"""

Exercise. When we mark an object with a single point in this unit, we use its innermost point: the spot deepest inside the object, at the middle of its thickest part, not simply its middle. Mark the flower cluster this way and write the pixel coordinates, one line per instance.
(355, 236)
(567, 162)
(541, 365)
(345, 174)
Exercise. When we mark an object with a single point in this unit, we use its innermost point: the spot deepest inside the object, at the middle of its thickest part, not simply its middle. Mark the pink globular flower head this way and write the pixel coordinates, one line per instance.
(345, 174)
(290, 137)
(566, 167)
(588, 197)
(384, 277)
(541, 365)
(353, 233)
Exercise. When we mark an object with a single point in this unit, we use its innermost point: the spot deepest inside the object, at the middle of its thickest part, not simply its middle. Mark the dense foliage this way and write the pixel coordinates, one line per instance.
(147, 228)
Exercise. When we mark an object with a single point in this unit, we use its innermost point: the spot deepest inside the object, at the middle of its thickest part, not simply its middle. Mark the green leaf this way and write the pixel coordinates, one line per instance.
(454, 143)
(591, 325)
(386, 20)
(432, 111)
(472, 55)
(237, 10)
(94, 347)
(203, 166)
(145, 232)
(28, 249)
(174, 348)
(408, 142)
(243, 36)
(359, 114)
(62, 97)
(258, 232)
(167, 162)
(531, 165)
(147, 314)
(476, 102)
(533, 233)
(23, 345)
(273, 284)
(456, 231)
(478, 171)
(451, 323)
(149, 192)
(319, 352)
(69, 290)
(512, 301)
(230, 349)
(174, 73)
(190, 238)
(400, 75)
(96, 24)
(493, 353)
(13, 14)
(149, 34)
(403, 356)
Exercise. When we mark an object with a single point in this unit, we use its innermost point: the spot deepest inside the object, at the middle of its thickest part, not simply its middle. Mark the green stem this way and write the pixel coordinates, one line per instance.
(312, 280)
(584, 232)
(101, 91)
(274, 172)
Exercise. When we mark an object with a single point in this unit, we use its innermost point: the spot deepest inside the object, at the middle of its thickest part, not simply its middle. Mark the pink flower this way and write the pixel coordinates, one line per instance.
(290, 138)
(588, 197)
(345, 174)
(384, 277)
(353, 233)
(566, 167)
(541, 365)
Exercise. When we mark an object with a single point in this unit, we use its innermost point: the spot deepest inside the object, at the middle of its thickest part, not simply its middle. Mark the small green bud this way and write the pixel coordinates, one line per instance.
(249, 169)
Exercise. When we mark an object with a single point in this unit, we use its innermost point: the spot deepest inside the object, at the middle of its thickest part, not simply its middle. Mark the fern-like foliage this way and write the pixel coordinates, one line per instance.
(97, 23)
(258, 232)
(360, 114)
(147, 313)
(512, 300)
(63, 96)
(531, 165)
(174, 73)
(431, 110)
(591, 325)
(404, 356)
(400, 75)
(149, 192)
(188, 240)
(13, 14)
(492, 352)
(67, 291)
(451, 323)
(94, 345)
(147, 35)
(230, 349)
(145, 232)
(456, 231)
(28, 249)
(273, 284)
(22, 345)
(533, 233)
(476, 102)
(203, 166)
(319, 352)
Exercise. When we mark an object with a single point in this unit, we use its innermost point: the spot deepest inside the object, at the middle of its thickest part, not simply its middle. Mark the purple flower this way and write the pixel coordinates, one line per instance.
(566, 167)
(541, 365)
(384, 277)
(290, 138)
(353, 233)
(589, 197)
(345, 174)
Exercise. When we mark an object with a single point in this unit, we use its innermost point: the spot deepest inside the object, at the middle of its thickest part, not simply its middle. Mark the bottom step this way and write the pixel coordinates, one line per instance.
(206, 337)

"""

Please rewrite the records from the line containing "the pink flower" through the end of the records, keeping each request unchanged and shifting both numbers of every answer coordinate by -120.

> [Answer to the exercise]:
Exercise. When we mark an object with a single point in this unit, we use its innermost point: the spot deepest inside the object, at the middle of its thickest part, not simply its middle. Mark the pink flower this way and write the pixel coordinates, one line per instance.
(170, 18)
(468, 77)
(225, 54)
(264, 157)
(233, 113)
(446, 47)
(421, 245)
Exercise. When we mark an object with a single point in this unit, we use its innermost point: the spot deepest inside the object, at the middle of its thickest part, not simply its middle. Mark the small green bud this way and write the pixel coordinates, one line per instance.
(129, 49)
Exercise. When we mark an object with a single point in this unit, we use its innermost point: the spot deepest inside the object, at the middle of its thickest part, not simply its middle. Mark the fern-like foliage this way and write the pixel coordinates, one line per instance.
(-23, -97)
(138, 112)
(240, -6)
(27, 193)
(392, 180)
(-57, -24)
(411, 45)
(54, -47)
(311, -10)
(471, 205)
(284, 236)
(280, -45)
(29, 72)
(68, 120)
(-107, -106)
(372, 232)
(-53, 171)
(331, 203)
(-26, 225)
(27, -85)
(110, 229)
(25, 112)
(336, 111)
(-92, 129)
(153, 164)
(-98, 225)
(413, 113)
(356, -18)
(83, 46)
(199, 232)
Exercise. When we mark an object with a single point in this unit, we use its innermost point: the spot deepest inside the object, at the middle of its thickest part, not simply its middle. Mark the purple flower this way and write the pixel coordinates, one line per instance.
(446, 47)
(421, 245)
(264, 157)
(170, 18)
(233, 113)
(469, 77)
(225, 54)
Exercise. When we mark an object with a single point in this unit, we use its innermost point: the spot deepest inside the object, at the middle of its thickest part, not simply its middle. Mark the bottom step this way and write the pixel coordinates, one line per instance.
(86, 217)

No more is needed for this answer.